→ Dataset entries:

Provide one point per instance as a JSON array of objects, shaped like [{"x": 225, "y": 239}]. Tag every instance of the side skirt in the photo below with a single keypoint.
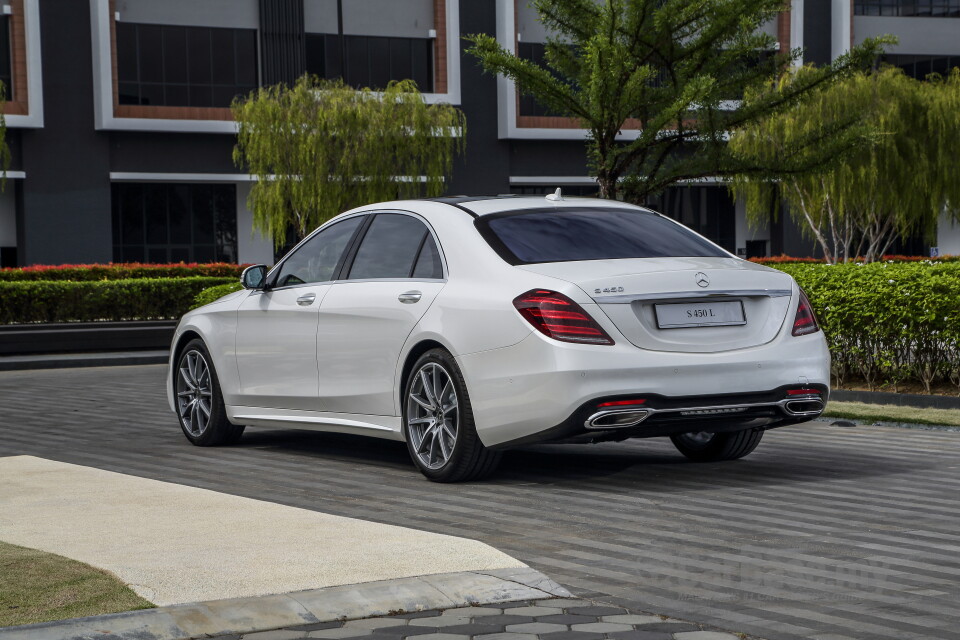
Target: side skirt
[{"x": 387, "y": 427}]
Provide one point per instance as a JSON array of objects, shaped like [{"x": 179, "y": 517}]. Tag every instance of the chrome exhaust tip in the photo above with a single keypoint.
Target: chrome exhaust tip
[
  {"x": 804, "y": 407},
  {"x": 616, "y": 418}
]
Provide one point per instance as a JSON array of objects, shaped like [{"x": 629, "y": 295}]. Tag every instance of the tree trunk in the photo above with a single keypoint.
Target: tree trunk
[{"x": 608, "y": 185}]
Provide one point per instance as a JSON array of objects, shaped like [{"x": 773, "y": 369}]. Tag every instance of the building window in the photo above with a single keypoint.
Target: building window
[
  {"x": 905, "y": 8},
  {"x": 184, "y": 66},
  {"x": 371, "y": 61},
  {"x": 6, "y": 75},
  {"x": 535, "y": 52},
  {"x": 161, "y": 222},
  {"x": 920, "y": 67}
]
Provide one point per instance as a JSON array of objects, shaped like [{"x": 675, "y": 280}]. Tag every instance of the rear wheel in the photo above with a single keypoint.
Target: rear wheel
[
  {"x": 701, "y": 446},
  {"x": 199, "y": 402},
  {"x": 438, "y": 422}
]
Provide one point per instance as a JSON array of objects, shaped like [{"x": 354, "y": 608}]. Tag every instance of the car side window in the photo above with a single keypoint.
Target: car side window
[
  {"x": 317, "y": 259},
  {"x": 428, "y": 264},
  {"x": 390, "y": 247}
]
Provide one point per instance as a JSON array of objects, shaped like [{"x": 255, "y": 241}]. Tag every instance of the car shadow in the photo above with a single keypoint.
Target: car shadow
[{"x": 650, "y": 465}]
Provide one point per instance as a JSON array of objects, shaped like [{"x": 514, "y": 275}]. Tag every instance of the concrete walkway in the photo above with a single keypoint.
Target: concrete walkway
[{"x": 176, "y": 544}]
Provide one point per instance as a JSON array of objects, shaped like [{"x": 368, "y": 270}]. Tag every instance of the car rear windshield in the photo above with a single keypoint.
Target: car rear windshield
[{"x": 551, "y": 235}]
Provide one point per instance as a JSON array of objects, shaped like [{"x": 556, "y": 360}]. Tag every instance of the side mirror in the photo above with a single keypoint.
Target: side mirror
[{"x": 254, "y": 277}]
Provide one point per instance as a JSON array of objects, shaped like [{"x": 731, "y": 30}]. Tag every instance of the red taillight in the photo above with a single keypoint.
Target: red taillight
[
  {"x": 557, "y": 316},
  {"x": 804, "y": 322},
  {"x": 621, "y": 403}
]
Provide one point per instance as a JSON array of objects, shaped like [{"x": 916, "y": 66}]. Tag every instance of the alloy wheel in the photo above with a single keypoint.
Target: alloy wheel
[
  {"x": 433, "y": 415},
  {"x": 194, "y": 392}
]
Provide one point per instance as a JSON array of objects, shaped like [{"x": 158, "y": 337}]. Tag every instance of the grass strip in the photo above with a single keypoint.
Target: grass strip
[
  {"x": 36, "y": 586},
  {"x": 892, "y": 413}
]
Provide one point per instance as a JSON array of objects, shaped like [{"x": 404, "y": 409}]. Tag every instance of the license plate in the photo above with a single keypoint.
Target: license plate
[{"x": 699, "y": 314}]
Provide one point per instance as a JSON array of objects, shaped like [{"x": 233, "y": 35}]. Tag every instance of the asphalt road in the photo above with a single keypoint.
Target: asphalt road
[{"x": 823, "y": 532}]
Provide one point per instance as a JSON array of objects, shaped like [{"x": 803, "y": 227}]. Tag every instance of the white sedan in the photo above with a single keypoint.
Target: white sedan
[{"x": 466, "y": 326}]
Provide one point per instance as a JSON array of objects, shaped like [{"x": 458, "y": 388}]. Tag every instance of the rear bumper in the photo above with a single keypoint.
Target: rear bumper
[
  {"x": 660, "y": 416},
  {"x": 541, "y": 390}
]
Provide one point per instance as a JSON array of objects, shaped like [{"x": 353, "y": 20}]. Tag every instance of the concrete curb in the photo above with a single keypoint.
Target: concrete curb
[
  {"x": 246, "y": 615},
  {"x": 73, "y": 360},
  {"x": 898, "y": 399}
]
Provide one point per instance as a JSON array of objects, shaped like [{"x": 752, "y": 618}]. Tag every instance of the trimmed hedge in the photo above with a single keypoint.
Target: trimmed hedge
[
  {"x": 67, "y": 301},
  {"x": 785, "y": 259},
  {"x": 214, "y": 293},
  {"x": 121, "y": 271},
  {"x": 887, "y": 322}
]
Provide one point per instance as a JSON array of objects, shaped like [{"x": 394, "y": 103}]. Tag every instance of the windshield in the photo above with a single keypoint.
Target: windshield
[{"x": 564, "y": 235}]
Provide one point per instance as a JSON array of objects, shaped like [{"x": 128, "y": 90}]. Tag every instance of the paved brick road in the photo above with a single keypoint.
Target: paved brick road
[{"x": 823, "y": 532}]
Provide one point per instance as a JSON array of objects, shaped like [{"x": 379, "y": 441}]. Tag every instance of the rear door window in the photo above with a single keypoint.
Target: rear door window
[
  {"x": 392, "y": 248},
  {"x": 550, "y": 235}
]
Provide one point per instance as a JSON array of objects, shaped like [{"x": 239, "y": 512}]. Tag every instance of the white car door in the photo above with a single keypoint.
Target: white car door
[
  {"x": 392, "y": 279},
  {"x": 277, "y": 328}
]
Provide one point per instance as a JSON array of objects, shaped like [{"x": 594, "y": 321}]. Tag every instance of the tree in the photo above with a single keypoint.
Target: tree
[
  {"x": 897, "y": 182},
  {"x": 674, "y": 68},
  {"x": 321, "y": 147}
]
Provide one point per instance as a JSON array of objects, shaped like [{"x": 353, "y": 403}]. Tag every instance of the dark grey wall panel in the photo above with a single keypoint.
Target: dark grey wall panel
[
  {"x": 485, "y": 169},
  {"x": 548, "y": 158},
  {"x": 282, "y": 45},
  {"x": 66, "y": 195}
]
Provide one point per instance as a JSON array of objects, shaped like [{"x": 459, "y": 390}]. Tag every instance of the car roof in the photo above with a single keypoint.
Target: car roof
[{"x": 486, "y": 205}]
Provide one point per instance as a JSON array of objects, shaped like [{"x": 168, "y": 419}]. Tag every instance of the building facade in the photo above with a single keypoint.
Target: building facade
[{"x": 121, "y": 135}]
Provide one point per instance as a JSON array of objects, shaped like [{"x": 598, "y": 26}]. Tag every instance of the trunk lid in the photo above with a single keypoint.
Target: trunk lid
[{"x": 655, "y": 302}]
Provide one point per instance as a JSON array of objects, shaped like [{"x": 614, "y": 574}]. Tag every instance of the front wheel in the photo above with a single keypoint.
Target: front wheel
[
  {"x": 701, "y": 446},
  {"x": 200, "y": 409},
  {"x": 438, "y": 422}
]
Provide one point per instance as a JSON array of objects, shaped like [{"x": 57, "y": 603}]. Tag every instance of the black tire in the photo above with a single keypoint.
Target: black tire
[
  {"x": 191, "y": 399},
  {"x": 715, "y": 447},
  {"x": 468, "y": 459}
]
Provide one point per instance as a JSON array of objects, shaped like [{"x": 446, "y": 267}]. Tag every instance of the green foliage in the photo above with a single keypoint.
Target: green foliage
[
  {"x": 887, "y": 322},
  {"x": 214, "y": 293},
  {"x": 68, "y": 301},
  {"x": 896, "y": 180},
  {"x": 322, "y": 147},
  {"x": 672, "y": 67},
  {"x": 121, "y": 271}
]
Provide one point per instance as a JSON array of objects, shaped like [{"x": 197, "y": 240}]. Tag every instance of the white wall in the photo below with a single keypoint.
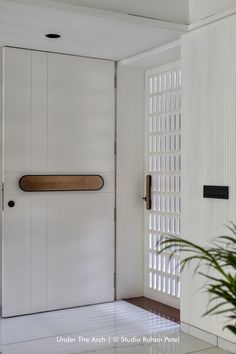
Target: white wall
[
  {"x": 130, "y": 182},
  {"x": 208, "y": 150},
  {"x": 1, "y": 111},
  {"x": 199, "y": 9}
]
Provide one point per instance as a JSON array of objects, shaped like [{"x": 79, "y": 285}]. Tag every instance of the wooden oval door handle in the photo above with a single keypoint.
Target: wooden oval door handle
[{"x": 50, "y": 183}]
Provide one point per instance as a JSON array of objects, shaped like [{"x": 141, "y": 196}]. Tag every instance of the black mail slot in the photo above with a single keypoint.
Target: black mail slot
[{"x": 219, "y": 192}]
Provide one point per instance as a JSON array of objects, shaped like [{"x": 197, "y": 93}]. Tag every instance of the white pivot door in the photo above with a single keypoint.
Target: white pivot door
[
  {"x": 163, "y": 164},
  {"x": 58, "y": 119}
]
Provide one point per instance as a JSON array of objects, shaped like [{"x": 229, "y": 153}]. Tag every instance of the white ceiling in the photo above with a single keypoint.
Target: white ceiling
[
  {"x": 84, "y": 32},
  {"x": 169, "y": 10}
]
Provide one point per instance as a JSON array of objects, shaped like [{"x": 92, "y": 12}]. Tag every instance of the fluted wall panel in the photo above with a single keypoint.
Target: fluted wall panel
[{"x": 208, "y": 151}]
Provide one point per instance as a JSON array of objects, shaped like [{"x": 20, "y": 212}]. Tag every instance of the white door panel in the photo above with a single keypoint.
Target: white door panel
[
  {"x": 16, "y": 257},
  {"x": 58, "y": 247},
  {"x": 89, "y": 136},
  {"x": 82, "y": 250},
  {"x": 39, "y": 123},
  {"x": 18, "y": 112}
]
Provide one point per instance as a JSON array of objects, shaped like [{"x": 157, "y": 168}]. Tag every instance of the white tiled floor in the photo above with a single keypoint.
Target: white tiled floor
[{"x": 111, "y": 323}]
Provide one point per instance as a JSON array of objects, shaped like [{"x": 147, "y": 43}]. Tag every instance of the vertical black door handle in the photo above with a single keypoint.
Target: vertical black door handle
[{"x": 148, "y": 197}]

→ Problem description:
Determine the number of lines in the data above that contain the word "below", and provide only that figure.

→ Result:
2